| Provided passage |
==============================
* European equity volatility picks up, esp relative to U.S.
* Equity markets so far largely sanguine on political risk
* VSTOXX term structure: reut.rs/2kFHnRi
* VSTOXX vs VIX: reut.rs/2lLlhgm
By Kit Rees
LONDON, Feb 14 (Reuters) - A spike in expectations of European equity market volatility around the first round of France’s presidential election suggests investors are belatedly starting to worry about the outcome and potential price swings.
European equity markets, marching to the drumbeat of a global rally, have remained relatively sanguine even as uncertainties around the French election have jolted bond and foreign exchange markets.
The term structure, which charts expected price swings using options pricing for the most commonly used index for European equity market volatility, the VSTOXX, shows a noticeable steepening around April expiries, as this chart shows.
Moreover, the VSTOXX is also diverging from measures of U.S. equity market volatility with the ratio of the price of April futures on the two indices comparable to levels last seen before the Brexit vote and the euro zone debt crisis, according to Goldman Sachs.
==============================
| Provided data |
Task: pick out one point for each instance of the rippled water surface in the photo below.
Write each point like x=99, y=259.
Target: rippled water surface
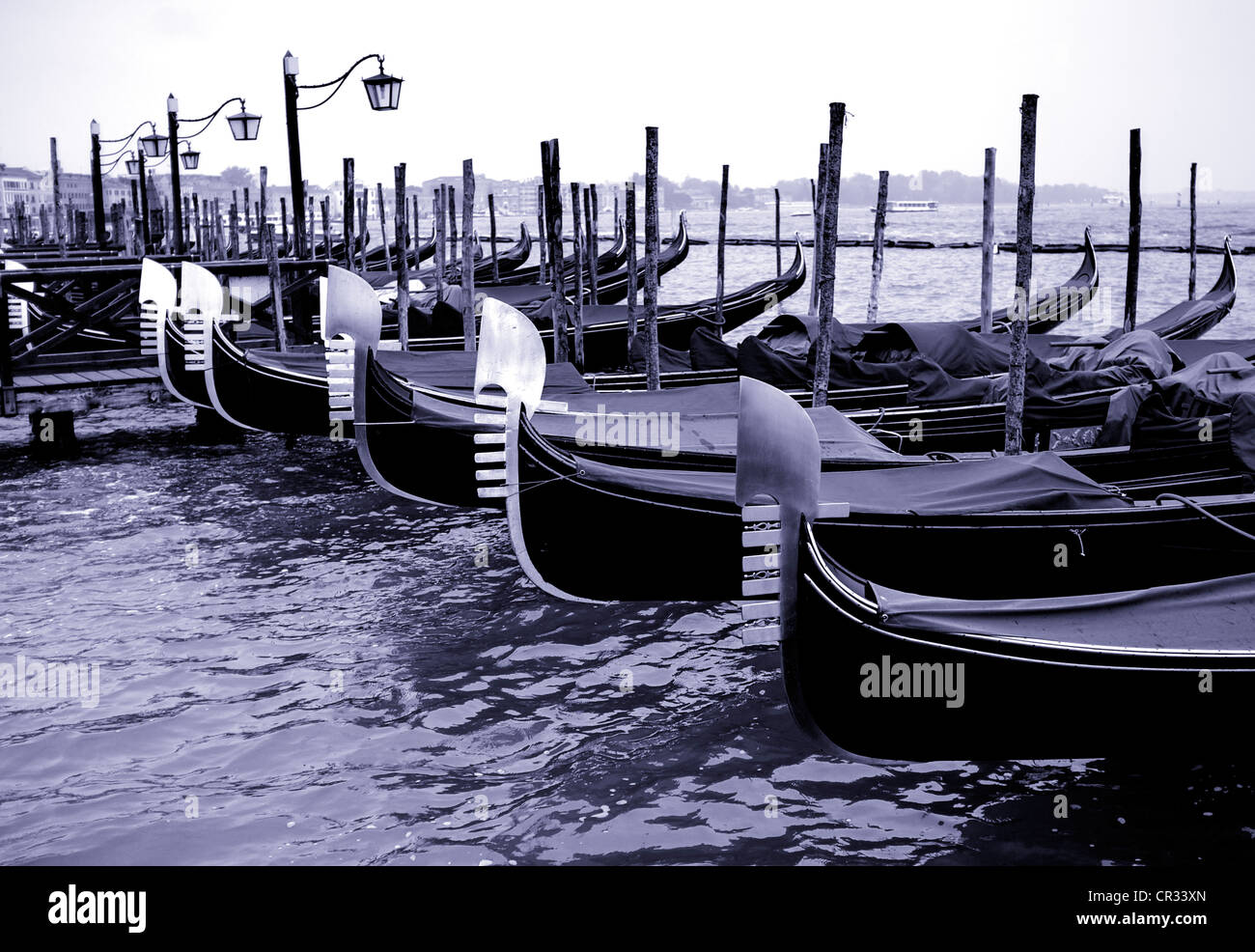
x=296, y=667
==============================
| Set task |
Translate this sentence from the article on European equity volatility into Spanish: "European equity markets, marching to the drumbeat of a global rally, have remained relatively sanguine even as uncertainties around the French election have jolted bond and foreign exchange markets."

| Response to this exercise |
Los mercados de renta variable europeos, marchando al ritmo de un repunte mundial, se han mantenido relativamente tranquilos aun cuando las incertidumbres en torno a las elecciones francesas han sacudido los mercados de bonos y de divisas.